[Dataset items]
--- --- ---
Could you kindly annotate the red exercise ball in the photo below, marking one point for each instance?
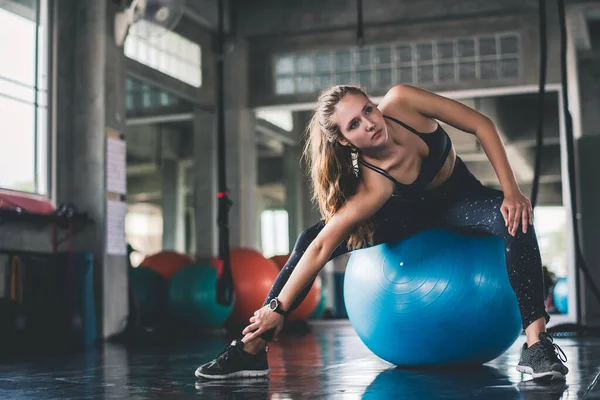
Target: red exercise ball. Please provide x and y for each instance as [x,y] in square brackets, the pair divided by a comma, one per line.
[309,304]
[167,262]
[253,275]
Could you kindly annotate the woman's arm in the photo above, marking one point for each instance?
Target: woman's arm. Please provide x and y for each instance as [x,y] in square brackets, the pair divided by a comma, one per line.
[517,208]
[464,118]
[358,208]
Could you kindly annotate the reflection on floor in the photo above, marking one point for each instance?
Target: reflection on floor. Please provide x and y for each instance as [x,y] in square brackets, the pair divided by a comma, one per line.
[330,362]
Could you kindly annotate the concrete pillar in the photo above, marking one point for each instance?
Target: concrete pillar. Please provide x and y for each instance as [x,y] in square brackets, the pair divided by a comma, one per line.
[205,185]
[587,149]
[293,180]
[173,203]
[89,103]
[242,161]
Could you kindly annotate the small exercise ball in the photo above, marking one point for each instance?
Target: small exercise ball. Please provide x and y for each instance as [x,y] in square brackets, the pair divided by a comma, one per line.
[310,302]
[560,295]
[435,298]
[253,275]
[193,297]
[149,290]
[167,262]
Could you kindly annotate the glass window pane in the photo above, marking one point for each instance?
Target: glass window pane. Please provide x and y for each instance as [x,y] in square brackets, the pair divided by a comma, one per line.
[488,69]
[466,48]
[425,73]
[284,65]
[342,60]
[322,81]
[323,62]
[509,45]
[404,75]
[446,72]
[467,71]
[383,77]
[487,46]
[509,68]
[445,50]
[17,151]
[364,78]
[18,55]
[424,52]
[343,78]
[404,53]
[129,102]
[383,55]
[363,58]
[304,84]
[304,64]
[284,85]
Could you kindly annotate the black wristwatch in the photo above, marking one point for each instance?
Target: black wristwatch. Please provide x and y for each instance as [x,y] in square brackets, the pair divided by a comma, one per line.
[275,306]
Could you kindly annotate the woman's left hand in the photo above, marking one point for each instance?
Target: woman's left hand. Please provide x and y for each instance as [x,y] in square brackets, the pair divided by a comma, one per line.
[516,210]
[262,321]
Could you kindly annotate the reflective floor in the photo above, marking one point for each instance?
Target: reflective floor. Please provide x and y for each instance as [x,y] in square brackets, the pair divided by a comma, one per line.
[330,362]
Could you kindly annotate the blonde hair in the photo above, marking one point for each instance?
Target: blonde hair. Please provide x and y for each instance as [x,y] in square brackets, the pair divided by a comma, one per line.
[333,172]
--- --- ---
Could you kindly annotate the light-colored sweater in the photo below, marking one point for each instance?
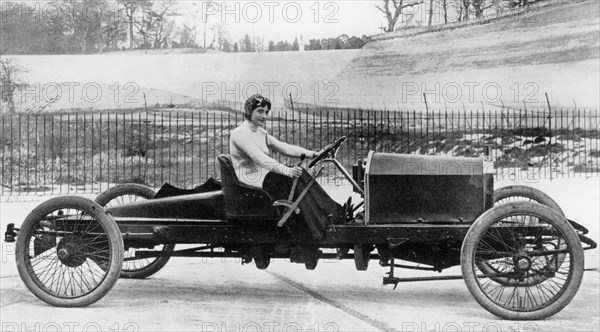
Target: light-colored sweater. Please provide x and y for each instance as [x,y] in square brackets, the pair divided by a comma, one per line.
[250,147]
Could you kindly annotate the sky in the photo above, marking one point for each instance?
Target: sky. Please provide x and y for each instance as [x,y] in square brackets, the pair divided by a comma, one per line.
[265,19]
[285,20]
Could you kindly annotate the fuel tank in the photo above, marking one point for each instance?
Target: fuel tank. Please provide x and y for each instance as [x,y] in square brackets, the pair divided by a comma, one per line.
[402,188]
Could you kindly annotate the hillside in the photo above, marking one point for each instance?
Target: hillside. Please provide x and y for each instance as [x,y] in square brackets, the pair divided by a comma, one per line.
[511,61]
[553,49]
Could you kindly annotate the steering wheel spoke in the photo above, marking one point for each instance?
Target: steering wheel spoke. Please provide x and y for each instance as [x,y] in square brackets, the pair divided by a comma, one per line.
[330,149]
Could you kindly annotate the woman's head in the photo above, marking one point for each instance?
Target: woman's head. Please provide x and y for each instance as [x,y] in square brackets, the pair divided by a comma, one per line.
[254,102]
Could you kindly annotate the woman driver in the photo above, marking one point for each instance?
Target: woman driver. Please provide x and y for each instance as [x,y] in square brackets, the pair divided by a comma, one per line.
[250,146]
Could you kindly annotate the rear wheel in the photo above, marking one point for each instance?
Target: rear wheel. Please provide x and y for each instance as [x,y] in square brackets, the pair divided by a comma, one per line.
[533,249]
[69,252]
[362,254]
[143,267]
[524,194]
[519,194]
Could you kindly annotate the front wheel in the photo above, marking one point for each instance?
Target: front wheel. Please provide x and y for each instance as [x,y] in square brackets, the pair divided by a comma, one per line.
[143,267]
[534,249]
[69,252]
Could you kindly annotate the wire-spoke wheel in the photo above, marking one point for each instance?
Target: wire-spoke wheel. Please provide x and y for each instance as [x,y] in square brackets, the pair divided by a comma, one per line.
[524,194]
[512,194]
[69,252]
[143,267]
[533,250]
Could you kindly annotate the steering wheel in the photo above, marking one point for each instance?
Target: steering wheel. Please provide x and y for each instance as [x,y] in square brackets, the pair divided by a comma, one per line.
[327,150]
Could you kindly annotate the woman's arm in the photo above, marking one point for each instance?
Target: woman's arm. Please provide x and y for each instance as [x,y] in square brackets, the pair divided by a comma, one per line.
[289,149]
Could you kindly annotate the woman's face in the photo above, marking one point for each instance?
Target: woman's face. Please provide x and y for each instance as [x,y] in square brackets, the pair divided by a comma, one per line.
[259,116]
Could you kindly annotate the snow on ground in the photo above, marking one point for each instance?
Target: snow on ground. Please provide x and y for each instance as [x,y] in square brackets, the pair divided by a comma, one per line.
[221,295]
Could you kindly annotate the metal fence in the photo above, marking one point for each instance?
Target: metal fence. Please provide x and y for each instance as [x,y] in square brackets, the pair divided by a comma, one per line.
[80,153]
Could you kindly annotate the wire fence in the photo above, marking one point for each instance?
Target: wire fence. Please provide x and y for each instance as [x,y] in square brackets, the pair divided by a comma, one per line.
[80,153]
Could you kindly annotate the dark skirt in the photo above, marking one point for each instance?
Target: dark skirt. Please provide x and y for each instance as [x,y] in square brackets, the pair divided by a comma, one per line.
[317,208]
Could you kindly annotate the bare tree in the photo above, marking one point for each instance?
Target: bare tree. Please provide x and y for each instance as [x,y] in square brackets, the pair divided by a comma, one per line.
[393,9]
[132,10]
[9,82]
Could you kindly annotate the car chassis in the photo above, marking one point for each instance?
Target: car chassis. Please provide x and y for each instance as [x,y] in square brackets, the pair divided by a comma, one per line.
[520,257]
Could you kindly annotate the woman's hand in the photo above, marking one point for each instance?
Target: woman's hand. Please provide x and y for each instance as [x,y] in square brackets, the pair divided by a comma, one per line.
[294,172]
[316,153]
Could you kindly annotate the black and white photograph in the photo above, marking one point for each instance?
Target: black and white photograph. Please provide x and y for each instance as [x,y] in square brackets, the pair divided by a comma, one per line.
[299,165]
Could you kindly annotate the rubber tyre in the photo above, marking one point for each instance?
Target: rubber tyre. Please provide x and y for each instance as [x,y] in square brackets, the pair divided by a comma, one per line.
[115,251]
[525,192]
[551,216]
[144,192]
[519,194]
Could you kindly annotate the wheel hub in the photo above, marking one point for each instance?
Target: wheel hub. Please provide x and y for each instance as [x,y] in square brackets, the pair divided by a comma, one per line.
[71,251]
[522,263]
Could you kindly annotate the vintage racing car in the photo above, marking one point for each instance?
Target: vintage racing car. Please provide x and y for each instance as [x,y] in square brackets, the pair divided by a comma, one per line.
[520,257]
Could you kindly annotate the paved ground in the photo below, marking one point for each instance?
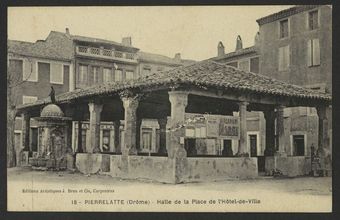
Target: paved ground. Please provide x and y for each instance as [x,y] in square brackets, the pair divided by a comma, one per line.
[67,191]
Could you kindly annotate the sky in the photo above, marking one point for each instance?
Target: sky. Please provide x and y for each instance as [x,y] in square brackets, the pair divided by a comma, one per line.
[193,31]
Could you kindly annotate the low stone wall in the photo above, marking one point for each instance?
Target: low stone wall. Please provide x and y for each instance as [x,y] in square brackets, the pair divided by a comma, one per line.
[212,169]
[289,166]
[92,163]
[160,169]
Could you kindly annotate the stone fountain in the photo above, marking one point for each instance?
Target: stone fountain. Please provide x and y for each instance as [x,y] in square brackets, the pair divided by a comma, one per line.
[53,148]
--- --- ---
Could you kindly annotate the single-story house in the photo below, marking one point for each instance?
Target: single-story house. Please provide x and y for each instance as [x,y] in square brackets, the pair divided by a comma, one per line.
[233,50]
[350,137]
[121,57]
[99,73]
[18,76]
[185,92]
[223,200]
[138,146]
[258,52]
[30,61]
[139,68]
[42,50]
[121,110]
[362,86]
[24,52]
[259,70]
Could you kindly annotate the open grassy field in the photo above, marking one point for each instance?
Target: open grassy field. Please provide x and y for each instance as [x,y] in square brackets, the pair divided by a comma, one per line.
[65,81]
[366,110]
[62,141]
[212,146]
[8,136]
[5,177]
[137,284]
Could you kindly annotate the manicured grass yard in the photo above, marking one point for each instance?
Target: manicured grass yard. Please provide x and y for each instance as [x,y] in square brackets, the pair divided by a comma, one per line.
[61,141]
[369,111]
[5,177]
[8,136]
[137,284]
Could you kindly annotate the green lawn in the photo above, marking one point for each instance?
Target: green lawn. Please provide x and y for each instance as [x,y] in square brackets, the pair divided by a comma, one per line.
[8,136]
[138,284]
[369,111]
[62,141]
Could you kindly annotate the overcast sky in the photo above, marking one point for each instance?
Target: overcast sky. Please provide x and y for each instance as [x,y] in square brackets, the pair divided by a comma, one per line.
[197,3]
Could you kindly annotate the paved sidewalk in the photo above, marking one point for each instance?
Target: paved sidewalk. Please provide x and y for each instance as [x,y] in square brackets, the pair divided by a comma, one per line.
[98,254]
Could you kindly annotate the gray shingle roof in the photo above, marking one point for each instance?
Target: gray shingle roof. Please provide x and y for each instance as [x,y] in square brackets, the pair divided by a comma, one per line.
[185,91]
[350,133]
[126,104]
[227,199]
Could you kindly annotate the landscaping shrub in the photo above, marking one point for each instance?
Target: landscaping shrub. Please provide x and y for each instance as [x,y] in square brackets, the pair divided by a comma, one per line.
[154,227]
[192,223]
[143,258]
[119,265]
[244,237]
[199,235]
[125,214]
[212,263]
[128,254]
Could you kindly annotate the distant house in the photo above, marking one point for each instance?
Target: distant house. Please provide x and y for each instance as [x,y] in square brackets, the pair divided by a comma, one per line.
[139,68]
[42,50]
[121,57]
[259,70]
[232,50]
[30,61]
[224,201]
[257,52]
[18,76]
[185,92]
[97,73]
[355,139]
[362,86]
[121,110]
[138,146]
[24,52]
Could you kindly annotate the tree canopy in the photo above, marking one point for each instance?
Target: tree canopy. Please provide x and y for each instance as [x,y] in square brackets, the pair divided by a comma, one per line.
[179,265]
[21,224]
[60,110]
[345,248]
--- --- ---
- Problem to solve
Among the entries above, find the line with "Could you kindly annotate the small" and the line with "Could you kindly annotate the reflective"; give again exactly these two lines and all lines between them.

- Answer below
Could you kindly annotate the small exercise ball in the photo above, marking one point for each instance?
Target: small exercise ball. Please provide x and y for each instance as [x,y] in square brackets, the pair divided by a comma, one per line.
[310,302]
[560,295]
[435,298]
[253,275]
[193,297]
[149,290]
[167,262]
Could you kindly annotate the glass window pane in the photo above, marking one point for each instance?
Target: glass window pane. Please provide x and y for each instance as [x,y] in square brackets, the pair divided by a comma, one per line.
[488,69]
[466,48]
[425,73]
[284,65]
[342,60]
[322,81]
[323,62]
[509,45]
[404,75]
[446,72]
[467,71]
[383,77]
[487,46]
[509,68]
[445,50]
[17,151]
[364,78]
[18,55]
[424,52]
[343,78]
[404,53]
[129,102]
[383,55]
[363,58]
[304,84]
[304,64]
[284,85]
Could you kindly annotate the black wristwatch in the photo above, marking one point for each instance?
Target: black wristwatch. Please provide x and y for each instance as [x,y] in square brackets, the pair divided by a comma, one per line.
[275,306]
Could you kindly annotate the woman's left hand in the photo above, marking one point for each instance?
Target: woman's left hand. Please provide x and y for each instance as [x,y] in square brackets, the pair divided by a comma, one per line.
[516,210]
[262,321]
Could you kindly annotate the reflective floor in the photo above, marking one point for each instance?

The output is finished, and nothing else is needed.